Your instructions:
Revise the records below by replacing every occurrence of "Target" with "Object", leaving all other text unchanged. Reproduce the revised records in full, omitting the pictures.

*** Record extracts ***

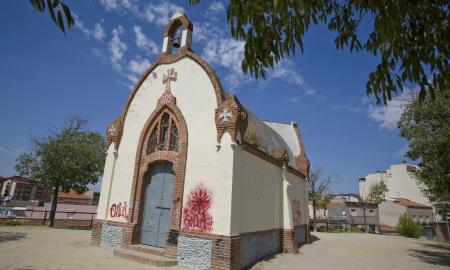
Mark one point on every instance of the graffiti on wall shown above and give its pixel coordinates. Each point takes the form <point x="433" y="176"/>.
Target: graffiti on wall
<point x="195" y="213"/>
<point x="296" y="213"/>
<point x="119" y="210"/>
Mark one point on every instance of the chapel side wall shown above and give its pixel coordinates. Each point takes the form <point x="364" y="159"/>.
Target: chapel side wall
<point x="259" y="194"/>
<point x="297" y="191"/>
<point x="196" y="99"/>
<point x="106" y="183"/>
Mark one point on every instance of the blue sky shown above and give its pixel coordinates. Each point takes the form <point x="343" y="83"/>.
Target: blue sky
<point x="45" y="75"/>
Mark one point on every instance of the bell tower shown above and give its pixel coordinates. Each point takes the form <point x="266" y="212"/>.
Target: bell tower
<point x="177" y="34"/>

***

Written solution:
Mark one point on every instance of the graffiti on wall shown above and give its pixel coordinates. Each point takes the form <point x="433" y="176"/>.
Object: graffiti on wall
<point x="195" y="213"/>
<point x="296" y="213"/>
<point x="119" y="210"/>
Mark one point on every instance of the chapel side wall shown above and give its pixel coordinates. Each point takes the form <point x="364" y="159"/>.
Object: chapel side wall
<point x="259" y="194"/>
<point x="297" y="191"/>
<point x="196" y="99"/>
<point x="106" y="183"/>
Mark one point on every instance of the blue sky shown above and give its pixel coordinates. Each point takes the form <point x="343" y="83"/>.
Object: blue sky
<point x="45" y="75"/>
Mark one point on every instance of the bell tower shown above and give its pixel coordinates. Each point takes the form <point x="266" y="212"/>.
Object: bell tower
<point x="177" y="34"/>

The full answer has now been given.